Exercise brief:
Copy every line of the records from the one containing "the image below" down to the one containing "the image above", both included. Raise each bounding-box coordinate in the answers by 119 and leave all other text unchanged.

Data in this exercise:
** BEGIN **
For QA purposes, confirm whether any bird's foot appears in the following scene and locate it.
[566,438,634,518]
** END **
** BEGIN **
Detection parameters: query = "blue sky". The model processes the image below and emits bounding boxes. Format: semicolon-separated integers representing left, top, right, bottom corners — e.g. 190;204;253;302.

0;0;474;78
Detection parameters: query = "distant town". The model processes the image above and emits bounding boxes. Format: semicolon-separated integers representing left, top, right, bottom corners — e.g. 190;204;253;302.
** END **
Task response:
Detection parameters: query = "blue sky". The model processes the image below and emits bounding boxes. Format: semicolon-separated integers representing left, top, right, bottom corners — e.g. 190;204;253;302.

119;119;593;197
Detection parameters: query = "distant town". The model processes the image above and emits bounding boxes. Format: semicolon-separated integers representing left, top, right, bottom corners — e.g. 190;204;253;302.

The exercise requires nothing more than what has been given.